→ **Required work**:
Reproduce every line of the entries below verbatim, omitting the pictures.
## START
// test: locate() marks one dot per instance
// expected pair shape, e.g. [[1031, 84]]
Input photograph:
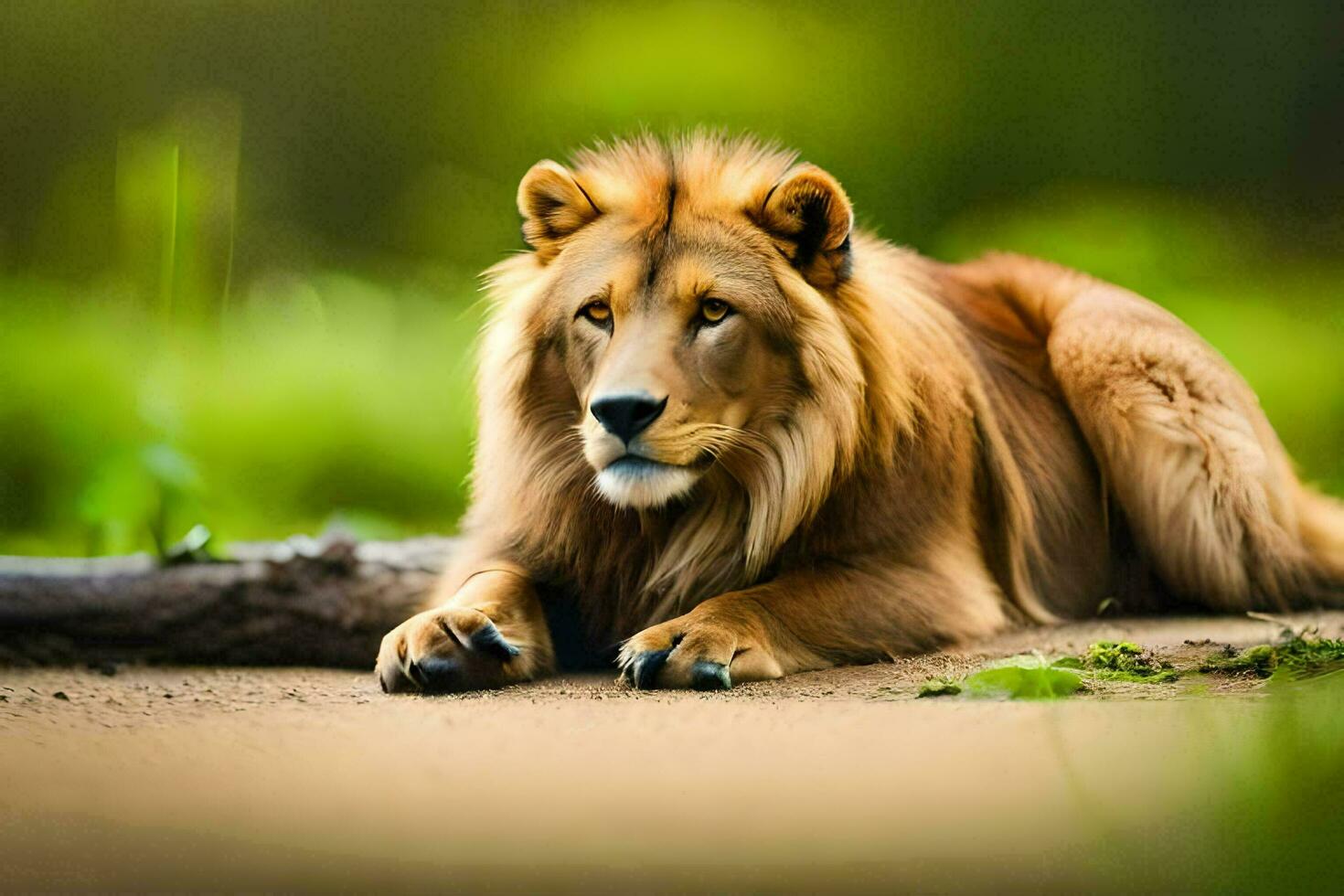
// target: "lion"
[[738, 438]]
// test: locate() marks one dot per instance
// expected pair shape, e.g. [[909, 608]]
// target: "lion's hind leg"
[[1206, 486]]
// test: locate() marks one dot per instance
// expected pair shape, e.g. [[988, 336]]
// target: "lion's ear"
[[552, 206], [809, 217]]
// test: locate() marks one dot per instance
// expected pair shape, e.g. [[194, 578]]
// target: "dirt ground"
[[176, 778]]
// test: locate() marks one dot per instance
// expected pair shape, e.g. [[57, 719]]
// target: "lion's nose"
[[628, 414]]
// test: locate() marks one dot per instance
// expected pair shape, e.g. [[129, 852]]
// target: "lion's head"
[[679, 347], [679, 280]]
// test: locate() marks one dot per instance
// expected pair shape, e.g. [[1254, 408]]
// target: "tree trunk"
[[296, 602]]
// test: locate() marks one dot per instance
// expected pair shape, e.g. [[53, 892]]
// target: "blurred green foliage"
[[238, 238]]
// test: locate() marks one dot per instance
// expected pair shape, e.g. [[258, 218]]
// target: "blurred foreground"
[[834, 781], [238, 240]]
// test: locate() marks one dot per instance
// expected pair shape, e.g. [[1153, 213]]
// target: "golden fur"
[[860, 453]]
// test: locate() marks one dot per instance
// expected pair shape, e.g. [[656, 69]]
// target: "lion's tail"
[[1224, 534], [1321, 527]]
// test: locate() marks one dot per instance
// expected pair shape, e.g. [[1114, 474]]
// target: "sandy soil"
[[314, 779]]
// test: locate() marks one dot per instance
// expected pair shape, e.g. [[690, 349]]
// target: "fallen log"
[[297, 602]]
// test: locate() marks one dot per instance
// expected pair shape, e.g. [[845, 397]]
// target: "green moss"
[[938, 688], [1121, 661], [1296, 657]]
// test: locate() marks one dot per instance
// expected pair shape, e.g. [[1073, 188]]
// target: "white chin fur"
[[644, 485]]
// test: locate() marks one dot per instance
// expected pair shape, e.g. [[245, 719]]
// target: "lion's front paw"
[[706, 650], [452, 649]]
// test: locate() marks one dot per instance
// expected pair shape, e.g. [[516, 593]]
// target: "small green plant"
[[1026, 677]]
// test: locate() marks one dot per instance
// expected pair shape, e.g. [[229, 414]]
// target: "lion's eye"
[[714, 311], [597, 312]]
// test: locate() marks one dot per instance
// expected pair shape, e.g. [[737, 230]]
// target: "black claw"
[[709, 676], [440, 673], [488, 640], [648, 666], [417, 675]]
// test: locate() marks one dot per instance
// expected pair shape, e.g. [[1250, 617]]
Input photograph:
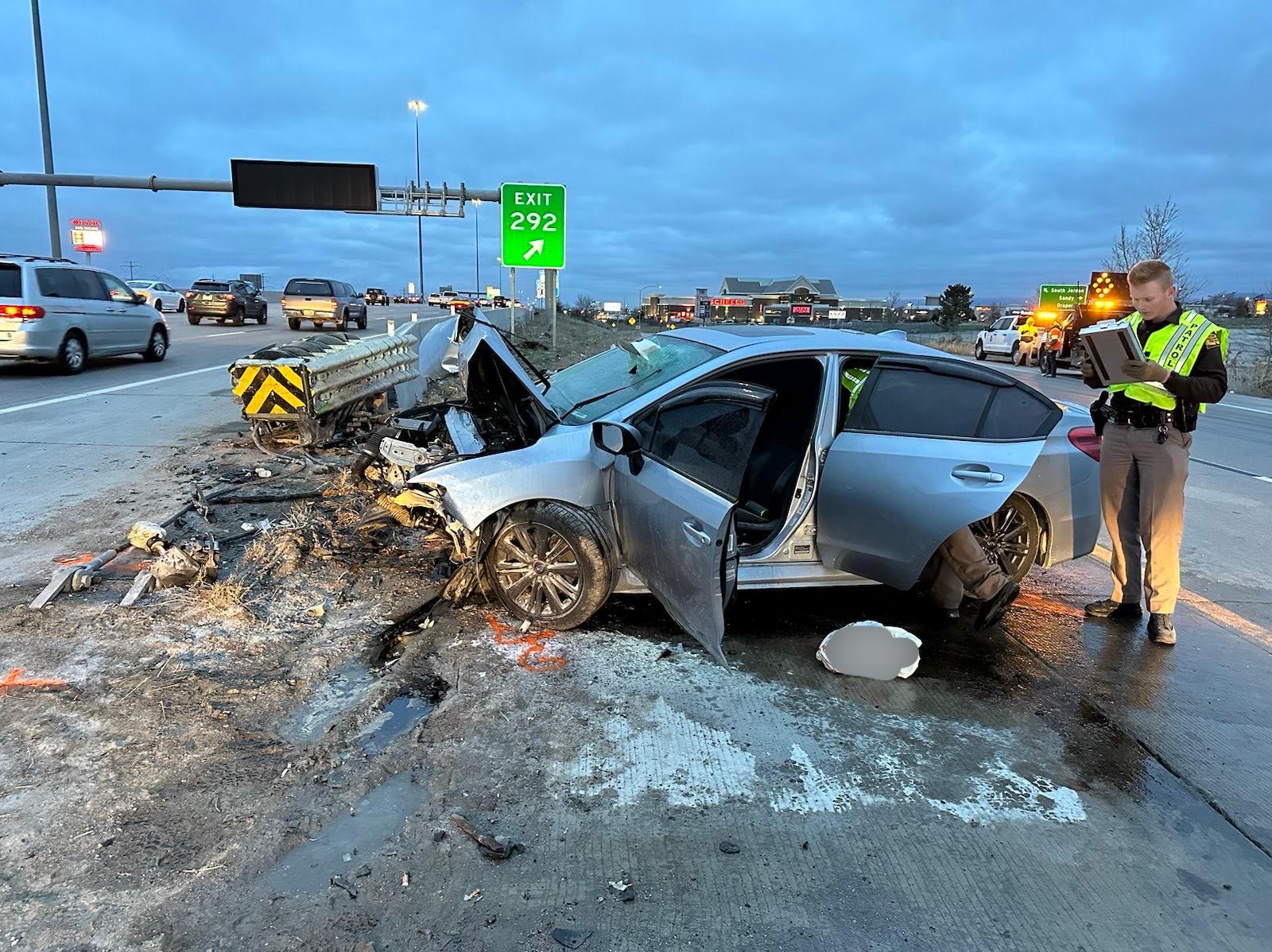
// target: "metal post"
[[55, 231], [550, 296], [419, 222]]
## END
→ **Final result**:
// test: locate() marks one dot per instance
// expected pair shape, e.g. [[1031, 84]]
Input photograph:
// target: "lion"
[[738, 438]]
// test: locate() marks one dot per instance
// expected pair shape, e.g. [[909, 608]]
// target: "lion's hind leg"
[[1206, 486]]
// test: locate() marks one dot per instance
// expected pair shape, e.g. [[988, 336]]
// target: "lion's ear"
[[552, 206], [809, 217]]
// test: locate() marks one dot per instance
// expected pair shape, e.g. [[194, 578]]
// target: "dirt ground"
[[176, 778]]
// test: locate() marks one dot per instance
// expected pair shape, e.g. [[57, 719]]
// target: "lion's nose"
[[628, 414]]
// test: locate() marks one dot per instance
// expected pair shape, e.g. [[129, 852]]
// target: "lion's head"
[[679, 347], [679, 280]]
// test: locate() marks one dot per instance
// expected pair shape, e.g. [[1254, 408]]
// target: "tree trunk"
[[296, 602]]
// test: locate() marks one dot per instance
// expected pair shape, e.g. [[53, 892]]
// target: "blurred green foliage"
[[238, 238]]
// test: locate() marks one dot per instance
// expected pair shape, e.g. [[258, 218]]
// target: "blurred foreground"
[[834, 781], [238, 240]]
// test: locate() marks one dot per instance
// expected pair shape, e.g. [[1153, 213]]
// target: "golden fur"
[[860, 453]]
// test: locate() marks one dot per instance
// expected pair shape, e.g. [[656, 69]]
// target: "lion's tail"
[[1224, 534], [1321, 527]]
// test: locate() marks one dot per instance
// expected pair shape, e.g. [[1114, 474]]
// target: "sandy soil"
[[314, 779]]
// test: locate() marks one dot per instance
// expected pair shape, e.g. [[690, 349]]
// target: "fallen log"
[[297, 602]]
// test: locate() marks one dot per instance
// expected pair shape, e.g. [[845, 397]]
// target: "green moss"
[[938, 688], [1121, 661], [1296, 657]]
// test: locate() marks one dot per instance
// expected pair shape, e.g. [[1073, 188]]
// target: "white chin fur"
[[644, 485]]
// test: locate() marks one dot per instance
// expected pair shape, e.g. [[245, 719]]
// target: "lion's front paw"
[[706, 650], [452, 649]]
// test: locate() marks one dot per instance
// expected pair shape, e.g. [[516, 593]]
// target: "small green plant"
[[1026, 677]]
// test: locate() marks one dot per instance
// expected pair shape, e.g. [[229, 414]]
// target: "lion's eye"
[[714, 311], [597, 312]]
// test: locate() marks one dot per instance
// expected pair shape, e.g. [[737, 230]]
// target: "black claw"
[[709, 676], [440, 673], [488, 640], [648, 666], [417, 675]]
// test: locate() marks one dot per instance
// expected pair shape, e.g. [[1250, 617]]
Input photograph:
// target: "metal post"
[[55, 231], [550, 296], [419, 222]]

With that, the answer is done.